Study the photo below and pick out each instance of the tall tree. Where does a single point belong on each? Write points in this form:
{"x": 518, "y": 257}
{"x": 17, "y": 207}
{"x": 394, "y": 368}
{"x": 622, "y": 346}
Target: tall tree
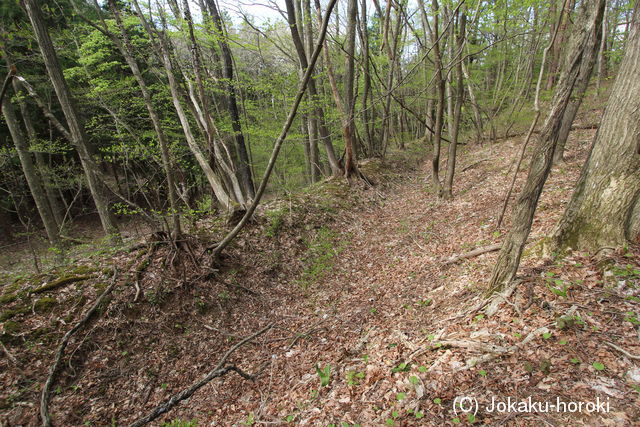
{"x": 76, "y": 127}
{"x": 581, "y": 46}
{"x": 30, "y": 173}
{"x": 459, "y": 98}
{"x": 603, "y": 211}
{"x": 244, "y": 166}
{"x": 126, "y": 49}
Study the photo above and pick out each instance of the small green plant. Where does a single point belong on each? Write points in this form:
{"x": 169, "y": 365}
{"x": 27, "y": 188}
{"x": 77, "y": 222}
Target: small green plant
{"x": 425, "y": 302}
{"x": 632, "y": 318}
{"x": 478, "y": 317}
{"x": 561, "y": 290}
{"x": 181, "y": 423}
{"x": 354, "y": 377}
{"x": 392, "y": 421}
{"x": 402, "y": 367}
{"x": 324, "y": 374}
{"x": 251, "y": 420}
{"x": 276, "y": 221}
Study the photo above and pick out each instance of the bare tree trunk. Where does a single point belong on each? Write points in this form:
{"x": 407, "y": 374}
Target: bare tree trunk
{"x": 364, "y": 41}
{"x": 76, "y": 128}
{"x": 314, "y": 158}
{"x": 440, "y": 87}
{"x": 349, "y": 128}
{"x": 582, "y": 45}
{"x": 451, "y": 164}
{"x": 313, "y": 91}
{"x": 576, "y": 100}
{"x": 604, "y": 209}
{"x": 41, "y": 165}
{"x": 244, "y": 166}
{"x": 216, "y": 185}
{"x": 126, "y": 49}
{"x": 33, "y": 180}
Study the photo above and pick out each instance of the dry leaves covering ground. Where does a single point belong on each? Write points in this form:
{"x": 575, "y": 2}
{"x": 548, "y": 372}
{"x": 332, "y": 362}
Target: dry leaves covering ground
{"x": 354, "y": 280}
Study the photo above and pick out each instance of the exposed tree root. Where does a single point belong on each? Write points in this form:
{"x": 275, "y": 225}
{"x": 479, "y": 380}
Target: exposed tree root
{"x": 46, "y": 390}
{"x": 623, "y": 351}
{"x": 10, "y": 356}
{"x": 473, "y": 253}
{"x": 216, "y": 372}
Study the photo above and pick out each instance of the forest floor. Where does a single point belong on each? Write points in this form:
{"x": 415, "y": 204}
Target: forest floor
{"x": 354, "y": 284}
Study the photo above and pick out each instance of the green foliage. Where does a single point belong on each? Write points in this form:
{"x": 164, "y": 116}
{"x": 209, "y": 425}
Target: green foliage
{"x": 322, "y": 249}
{"x": 324, "y": 374}
{"x": 178, "y": 422}
{"x": 402, "y": 367}
{"x": 276, "y": 219}
{"x": 354, "y": 377}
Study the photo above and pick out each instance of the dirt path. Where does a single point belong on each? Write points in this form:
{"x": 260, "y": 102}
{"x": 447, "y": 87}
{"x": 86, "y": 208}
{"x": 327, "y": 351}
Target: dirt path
{"x": 386, "y": 296}
{"x": 372, "y": 304}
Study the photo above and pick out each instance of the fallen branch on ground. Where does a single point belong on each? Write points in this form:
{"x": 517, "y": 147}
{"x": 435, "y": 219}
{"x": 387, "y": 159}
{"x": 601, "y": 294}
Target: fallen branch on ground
{"x": 10, "y": 356}
{"x": 44, "y": 397}
{"x": 216, "y": 372}
{"x": 623, "y": 351}
{"x": 473, "y": 253}
{"x": 474, "y": 164}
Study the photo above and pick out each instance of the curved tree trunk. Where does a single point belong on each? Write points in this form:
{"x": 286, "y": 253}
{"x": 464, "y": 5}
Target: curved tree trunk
{"x": 604, "y": 210}
{"x": 457, "y": 110}
{"x": 582, "y": 45}
{"x": 76, "y": 128}
{"x": 33, "y": 180}
{"x": 574, "y": 104}
{"x": 127, "y": 52}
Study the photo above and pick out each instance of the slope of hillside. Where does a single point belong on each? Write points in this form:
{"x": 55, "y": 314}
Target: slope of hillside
{"x": 368, "y": 323}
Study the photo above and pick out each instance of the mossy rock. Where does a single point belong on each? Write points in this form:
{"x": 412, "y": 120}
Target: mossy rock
{"x": 83, "y": 270}
{"x": 8, "y": 314}
{"x": 100, "y": 286}
{"x": 58, "y": 283}
{"x": 11, "y": 327}
{"x": 45, "y": 304}
{"x": 7, "y": 298}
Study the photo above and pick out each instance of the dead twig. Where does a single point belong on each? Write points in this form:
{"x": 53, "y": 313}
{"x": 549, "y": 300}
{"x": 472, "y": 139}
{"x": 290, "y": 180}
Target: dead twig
{"x": 473, "y": 253}
{"x": 44, "y": 397}
{"x": 216, "y": 372}
{"x": 10, "y": 356}
{"x": 622, "y": 350}
{"x": 474, "y": 164}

_The exercise_
Would you mind returning each entry above word for word, skipping the images?

_Final result_
Study the photo below and pick out each instance of the tall tree. Where does a single point belong on each? Write points in this form:
{"x": 518, "y": 257}
{"x": 17, "y": 207}
{"x": 394, "y": 368}
{"x": 622, "y": 346}
Target: tall tree
{"x": 76, "y": 127}
{"x": 581, "y": 46}
{"x": 30, "y": 173}
{"x": 459, "y": 98}
{"x": 603, "y": 211}
{"x": 244, "y": 166}
{"x": 126, "y": 49}
Study the photo above and pick out each instance of the small green plant. Where does a single point belong on each? Write points in this form:
{"x": 169, "y": 365}
{"x": 27, "y": 188}
{"x": 77, "y": 222}
Target: small green plant
{"x": 425, "y": 302}
{"x": 632, "y": 318}
{"x": 478, "y": 317}
{"x": 561, "y": 290}
{"x": 181, "y": 423}
{"x": 354, "y": 377}
{"x": 392, "y": 421}
{"x": 402, "y": 367}
{"x": 324, "y": 374}
{"x": 251, "y": 420}
{"x": 276, "y": 221}
Study the photo above and pick out each instance of the bare tree trunk. Where does a single point belong on each? Write points in this form:
{"x": 407, "y": 374}
Target: bare tree trunk
{"x": 364, "y": 41}
{"x": 76, "y": 128}
{"x": 314, "y": 158}
{"x": 440, "y": 87}
{"x": 349, "y": 128}
{"x": 582, "y": 45}
{"x": 451, "y": 164}
{"x": 313, "y": 91}
{"x": 576, "y": 100}
{"x": 604, "y": 209}
{"x": 41, "y": 165}
{"x": 244, "y": 166}
{"x": 216, "y": 185}
{"x": 126, "y": 49}
{"x": 33, "y": 180}
Study the photo above and pick out each instance of the dry leaves covering ground. Where does a single point belong on each? Write points in this form:
{"x": 575, "y": 2}
{"x": 548, "y": 372}
{"x": 332, "y": 362}
Target: dry leaves covering ground
{"x": 354, "y": 280}
Study the photo above and pick out each instance of the exposed tree root. Where does a single point belong on each? Write points in this form:
{"x": 275, "y": 225}
{"x": 479, "y": 380}
Target: exposed tree root
{"x": 46, "y": 390}
{"x": 623, "y": 351}
{"x": 10, "y": 356}
{"x": 473, "y": 253}
{"x": 216, "y": 372}
Study the photo above and pick out each instance of the forest floor. Where does a single point belong on each? Write points in this form:
{"x": 415, "y": 204}
Target: forest floor
{"x": 354, "y": 284}
Study the photo above and pick out each instance of the green foliage. Where does a single point belong on each? Write points in this form:
{"x": 164, "y": 116}
{"x": 209, "y": 425}
Target: green foliage
{"x": 322, "y": 249}
{"x": 324, "y": 374}
{"x": 178, "y": 422}
{"x": 402, "y": 367}
{"x": 276, "y": 219}
{"x": 354, "y": 377}
Study the photo above and pick out each instance of the dirt path. Where does a single point belong on each? Write points in this form:
{"x": 260, "y": 102}
{"x": 447, "y": 87}
{"x": 86, "y": 208}
{"x": 327, "y": 351}
Target: dirt path
{"x": 386, "y": 296}
{"x": 372, "y": 304}
Study the photo above and pick out each instance of the fallen branch on ground. Where does a single point belong on each? Write points in this form:
{"x": 517, "y": 147}
{"x": 435, "y": 219}
{"x": 387, "y": 159}
{"x": 601, "y": 294}
Target: fallen branch on ground
{"x": 10, "y": 356}
{"x": 44, "y": 397}
{"x": 216, "y": 372}
{"x": 623, "y": 351}
{"x": 473, "y": 253}
{"x": 474, "y": 164}
Study the photo above and pick out each instance of the curved tree trunk. Where does a single point belong on each? Write points in this form:
{"x": 286, "y": 253}
{"x": 464, "y": 5}
Target: curved tree trunk
{"x": 604, "y": 210}
{"x": 457, "y": 110}
{"x": 582, "y": 45}
{"x": 76, "y": 128}
{"x": 33, "y": 180}
{"x": 574, "y": 104}
{"x": 127, "y": 52}
Study the photo above and pick out each instance of the slope of hillside. Where does a single point belong on each? Write points in this form:
{"x": 55, "y": 314}
Target: slope of hillside
{"x": 368, "y": 323}
Study the photo above and pick out each instance of the mossy rock. Where does a single point belong on each? Write points in this form:
{"x": 412, "y": 120}
Target: mossy rock
{"x": 83, "y": 270}
{"x": 8, "y": 314}
{"x": 100, "y": 286}
{"x": 58, "y": 283}
{"x": 11, "y": 327}
{"x": 45, "y": 304}
{"x": 7, "y": 298}
Study the photo above and pick out each instance of the dead twig. Where does a single point belong on each? Write points in this form:
{"x": 53, "y": 313}
{"x": 549, "y": 300}
{"x": 472, "y": 139}
{"x": 290, "y": 180}
Target: dead twig
{"x": 473, "y": 253}
{"x": 44, "y": 397}
{"x": 216, "y": 372}
{"x": 10, "y": 356}
{"x": 622, "y": 350}
{"x": 474, "y": 164}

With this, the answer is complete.